TEXT UNDER STUDY:
------------------------------------------------

Course materials from Harvard's MCB 135: Introductory Systems Biology
Instructor: Mary Wahl
These course materials were developed for the first (spring 2015) offering of MCB 135: Introductory Systems Biology. They are shared under the MIT license as described in the file LICENSE.md in this repository. The syllabus for the course is included below.
Suggested prior coursework
An introductory college-level biology course such as LS 1a, LPS A, or AP Biology will be helpful. MCB 135 will use methods commonly taught in introductory linear algebra and differential equations courses: students concurrently enrolled in Ma 19a (Modeling and Differential Equations for the Life Sciences) will encounter the necessary techniques before they appear in MCB 135.
We strongly recommend that you obtain a copy of the following textbooks, from which a majority of suggested readings will be drawn:
- Ingalls, Brian. Mathematical Modeling in Systems Biology. MIT Press, 2013.
- Alon, Uri. An Introduction to Systems Biology: Design principles of biological circuits. Chapman & Hall/CRC, 2007.
Suggested readings from other sources will be posted in PDF format on the course website. Steven Strogatz's Non-linear Dynamics and Chaos (2014) is an excellent resource for those less familiar with linear algebra, differential equations, and stability analysis.
Location: Biolabs (16 Divinity Ave. in Cambridge), Room 1075 (Note location change, effective 2/18/15) Meeting Time: MWF 2:30 - 3:30 PM
Sections will meet once per week to discuss a primary literature article relevant to recent lecture topics. Each student will lead discussion of one paper (chosen through sign-ups) and participate actively during other weeks. Preferences for section meeting times will be collected by survey through the course website during the first week using this confidential Doodle poll (Links to an external site.).
Location and meeting time: Fridays from 11 AM - noon in Biolabs 1075
In the wild, scientists address open questions with ample time and resources, including textbooks, notes, peers, experts, and computers. It is our conviction that learning and assessment should occur under similar circumstances. MCB 135 has no timed, closed-book, or explicitly cumulative assessments such as midterm or final exams, favoring instead a larger than typical number of problem sets.
Problem sets are assigned weekly and due at the start of class on the specified date. Collaboration is encouraged provided that each student's submission is written up independently and lists all collaborators/outside sources. Students should not submit jointly-obtained responses that they do not understand sufficiently well to explain or re-derive on their own if asked. Please seek clarification immediately if you find this policy unclear.

------------------------------------------------

TASK SET:
A: Could you output the portion of the MCB 135 syllabus starting with "Location: Biolabs (16" and going on through "an external site.)."?
B: Which books does the MCB 135 syllabus name, and who is the author of each?
C: How would the MCB 135 syllabus go on past its final sentence? Write the next part.

[Referring expression pointing records]

------------------------------------------------

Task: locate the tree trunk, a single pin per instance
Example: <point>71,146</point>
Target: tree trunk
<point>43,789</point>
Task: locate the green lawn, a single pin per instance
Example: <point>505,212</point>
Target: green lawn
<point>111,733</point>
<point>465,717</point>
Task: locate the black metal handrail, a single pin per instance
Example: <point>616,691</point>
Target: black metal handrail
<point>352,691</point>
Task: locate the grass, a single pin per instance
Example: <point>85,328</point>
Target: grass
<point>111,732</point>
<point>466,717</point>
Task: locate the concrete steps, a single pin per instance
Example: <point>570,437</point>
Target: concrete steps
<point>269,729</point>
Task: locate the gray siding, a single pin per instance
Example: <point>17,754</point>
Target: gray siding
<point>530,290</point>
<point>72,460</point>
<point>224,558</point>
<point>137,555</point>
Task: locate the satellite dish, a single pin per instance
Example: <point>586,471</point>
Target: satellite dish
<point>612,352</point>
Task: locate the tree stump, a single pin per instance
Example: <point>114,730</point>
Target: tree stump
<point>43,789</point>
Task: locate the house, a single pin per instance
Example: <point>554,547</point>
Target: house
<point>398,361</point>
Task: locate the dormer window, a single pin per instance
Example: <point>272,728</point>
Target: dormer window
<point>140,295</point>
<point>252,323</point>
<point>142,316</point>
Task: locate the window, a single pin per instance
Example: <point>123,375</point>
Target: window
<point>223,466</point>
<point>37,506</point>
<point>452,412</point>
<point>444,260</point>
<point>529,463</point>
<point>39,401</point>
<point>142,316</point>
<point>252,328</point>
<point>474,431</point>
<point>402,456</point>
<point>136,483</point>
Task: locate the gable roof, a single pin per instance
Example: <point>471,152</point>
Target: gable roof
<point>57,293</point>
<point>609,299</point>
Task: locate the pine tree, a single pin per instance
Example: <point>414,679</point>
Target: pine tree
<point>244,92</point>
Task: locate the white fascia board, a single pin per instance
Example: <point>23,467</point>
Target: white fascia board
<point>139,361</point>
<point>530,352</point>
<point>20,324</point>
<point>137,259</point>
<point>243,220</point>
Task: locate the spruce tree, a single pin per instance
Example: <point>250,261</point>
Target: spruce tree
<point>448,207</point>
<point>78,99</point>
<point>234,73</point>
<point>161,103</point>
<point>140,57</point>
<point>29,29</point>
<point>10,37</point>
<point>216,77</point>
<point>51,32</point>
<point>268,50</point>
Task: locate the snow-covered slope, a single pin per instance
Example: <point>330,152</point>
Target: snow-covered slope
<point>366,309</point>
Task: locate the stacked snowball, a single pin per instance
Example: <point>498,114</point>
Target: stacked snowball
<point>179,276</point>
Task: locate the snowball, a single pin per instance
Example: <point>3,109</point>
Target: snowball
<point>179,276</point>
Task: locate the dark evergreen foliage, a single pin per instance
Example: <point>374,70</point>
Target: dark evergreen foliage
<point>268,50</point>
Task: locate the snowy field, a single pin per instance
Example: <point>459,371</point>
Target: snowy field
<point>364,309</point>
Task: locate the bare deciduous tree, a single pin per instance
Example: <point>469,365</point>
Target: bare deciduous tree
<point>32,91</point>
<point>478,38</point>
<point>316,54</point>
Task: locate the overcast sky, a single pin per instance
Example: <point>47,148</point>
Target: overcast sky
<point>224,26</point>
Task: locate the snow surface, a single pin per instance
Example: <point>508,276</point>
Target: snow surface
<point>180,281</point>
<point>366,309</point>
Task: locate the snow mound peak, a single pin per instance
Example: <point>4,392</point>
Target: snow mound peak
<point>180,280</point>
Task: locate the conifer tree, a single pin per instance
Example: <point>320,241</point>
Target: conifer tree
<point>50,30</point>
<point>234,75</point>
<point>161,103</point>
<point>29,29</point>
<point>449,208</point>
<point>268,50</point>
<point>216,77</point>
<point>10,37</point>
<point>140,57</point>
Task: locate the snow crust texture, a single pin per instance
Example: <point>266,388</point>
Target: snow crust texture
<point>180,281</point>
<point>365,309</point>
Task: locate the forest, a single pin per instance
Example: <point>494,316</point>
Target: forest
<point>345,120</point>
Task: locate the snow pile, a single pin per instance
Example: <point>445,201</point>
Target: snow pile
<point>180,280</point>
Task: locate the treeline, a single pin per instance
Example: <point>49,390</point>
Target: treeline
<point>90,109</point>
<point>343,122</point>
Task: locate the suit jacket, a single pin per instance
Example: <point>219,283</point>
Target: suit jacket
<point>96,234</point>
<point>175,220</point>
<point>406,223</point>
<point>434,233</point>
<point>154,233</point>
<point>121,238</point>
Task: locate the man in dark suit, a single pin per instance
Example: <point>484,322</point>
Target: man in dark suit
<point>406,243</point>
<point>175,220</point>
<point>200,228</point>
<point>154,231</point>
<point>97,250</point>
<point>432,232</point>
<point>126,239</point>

------------------------------------------------

ANSWER SET:
A:
Location: Biolabs (16 Divinity Ave. in Cambridge), Room 1075 (Note location change, effective 2/18/15) Meeting Time: MWF 2:30 - 3:30 PM
Sections will meet once per week to discuss a primary literature article relevant to recent lecture topics. Each student will lead discussion of one paper (chosen through sign-ups) and participate actively during other weeks. Preferences for section meeting times will be collected by survey through the course website during the first week using this confidential Doodle poll (Links to an external site.).

B:
- *Mathematical Modeling in Systems Biology* by Brian Ingalls
- *An Introduction to Systems Biology: Design principles of biological circuits* by Uri Alon
- *Non-linear Dynamics and Chaos* by Steven Strogatz

C:
The final project, due during finals period (exam group 18), will be an original research proposal similar in structure to the NSF Graduate Research Fellowship application. Guidance will be provided on topic selection, format, and revisions. Producing a polished proposal typically requires multiple rounds of content editing: you are highly encouraged to seek advice from the course staff as well as researchers in related disciplines. As with problem sets, all sources should be adequately cited and the final submission should reflect the student's own work. A more detailed description of the research proposal assignment is available on the course website.
The grade breakdown is as follows:
- 60% Problem sets, with the lowest problem set grade dropped
- 20% Discussion section participation, with the lowest participation score dropped
- 20% Final project
Extensions or alternative arrangements may be granted by the course head under exceptional circumstances. Once the answer key has been posted, late problem sets cannot be accepted for credit.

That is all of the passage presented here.